| GIVEN EXERCISE |
Rewrite the items below as a numbered list, leaving out any blank lines.

* begin SUPPLIED DATA *

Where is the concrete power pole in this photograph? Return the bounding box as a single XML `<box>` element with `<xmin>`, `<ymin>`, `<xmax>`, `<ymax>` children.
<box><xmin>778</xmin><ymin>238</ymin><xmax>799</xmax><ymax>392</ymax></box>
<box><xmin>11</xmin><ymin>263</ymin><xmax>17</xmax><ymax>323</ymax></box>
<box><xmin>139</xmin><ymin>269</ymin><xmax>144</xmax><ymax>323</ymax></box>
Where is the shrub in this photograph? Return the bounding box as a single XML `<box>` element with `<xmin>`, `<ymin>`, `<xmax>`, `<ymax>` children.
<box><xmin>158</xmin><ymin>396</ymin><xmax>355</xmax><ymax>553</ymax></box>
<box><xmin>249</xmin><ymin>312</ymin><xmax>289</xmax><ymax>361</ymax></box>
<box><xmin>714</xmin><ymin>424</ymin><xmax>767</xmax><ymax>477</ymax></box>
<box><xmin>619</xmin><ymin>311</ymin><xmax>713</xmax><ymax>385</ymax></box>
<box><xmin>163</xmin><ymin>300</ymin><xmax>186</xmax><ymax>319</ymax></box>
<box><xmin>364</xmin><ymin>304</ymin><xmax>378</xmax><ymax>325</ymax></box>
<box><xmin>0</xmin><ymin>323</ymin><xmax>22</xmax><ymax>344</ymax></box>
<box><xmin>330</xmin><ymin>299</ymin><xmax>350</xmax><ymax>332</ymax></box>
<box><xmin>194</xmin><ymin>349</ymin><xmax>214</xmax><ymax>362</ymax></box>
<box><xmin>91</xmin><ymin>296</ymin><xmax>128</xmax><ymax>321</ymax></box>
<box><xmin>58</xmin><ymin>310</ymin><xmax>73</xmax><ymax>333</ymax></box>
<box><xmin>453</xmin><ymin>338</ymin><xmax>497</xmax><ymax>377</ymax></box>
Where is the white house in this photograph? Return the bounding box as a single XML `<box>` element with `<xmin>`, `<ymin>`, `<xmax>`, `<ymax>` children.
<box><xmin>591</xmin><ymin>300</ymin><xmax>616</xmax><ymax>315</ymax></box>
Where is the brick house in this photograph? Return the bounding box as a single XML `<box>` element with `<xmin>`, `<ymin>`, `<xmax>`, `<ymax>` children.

* end SUPPLIED DATA *

| OUTPUT OF THE EXERCISE |
1. Where is the concrete power pole in this photograph? Return the bounding box as a single XML `<box>` element with `<xmin>`, `<ymin>`, `<xmax>`, `<ymax>` children.
2. <box><xmin>778</xmin><ymin>238</ymin><xmax>799</xmax><ymax>392</ymax></box>
3. <box><xmin>11</xmin><ymin>263</ymin><xmax>17</xmax><ymax>323</ymax></box>
4. <box><xmin>139</xmin><ymin>269</ymin><xmax>144</xmax><ymax>323</ymax></box>
5. Where is the shrub in this photograph? Return the bounding box as a single XML `<box>` element with `<xmin>`, `<ymin>`, `<xmax>`, `<ymax>` children.
6. <box><xmin>158</xmin><ymin>396</ymin><xmax>355</xmax><ymax>553</ymax></box>
7. <box><xmin>249</xmin><ymin>312</ymin><xmax>289</xmax><ymax>361</ymax></box>
8. <box><xmin>714</xmin><ymin>424</ymin><xmax>767</xmax><ymax>477</ymax></box>
9. <box><xmin>619</xmin><ymin>311</ymin><xmax>713</xmax><ymax>385</ymax></box>
10. <box><xmin>163</xmin><ymin>300</ymin><xmax>186</xmax><ymax>319</ymax></box>
11. <box><xmin>364</xmin><ymin>304</ymin><xmax>378</xmax><ymax>325</ymax></box>
12. <box><xmin>0</xmin><ymin>323</ymin><xmax>22</xmax><ymax>344</ymax></box>
13. <box><xmin>330</xmin><ymin>299</ymin><xmax>350</xmax><ymax>332</ymax></box>
14. <box><xmin>194</xmin><ymin>349</ymin><xmax>214</xmax><ymax>362</ymax></box>
15. <box><xmin>91</xmin><ymin>296</ymin><xmax>128</xmax><ymax>321</ymax></box>
16. <box><xmin>58</xmin><ymin>310</ymin><xmax>73</xmax><ymax>333</ymax></box>
17. <box><xmin>453</xmin><ymin>338</ymin><xmax>497</xmax><ymax>377</ymax></box>
18. Where is the white house in this photograph? Return the bounding box as a single XML `<box>` element with `<xmin>`, `<ymin>`, `<xmax>`, `<ymax>` children.
19. <box><xmin>591</xmin><ymin>300</ymin><xmax>616</xmax><ymax>315</ymax></box>
20. Where is the brick house in this photograph? Return the bounding box as a single XML `<box>` element with `<xmin>`, `<ymin>`, `<xmax>`, `<ymax>` children.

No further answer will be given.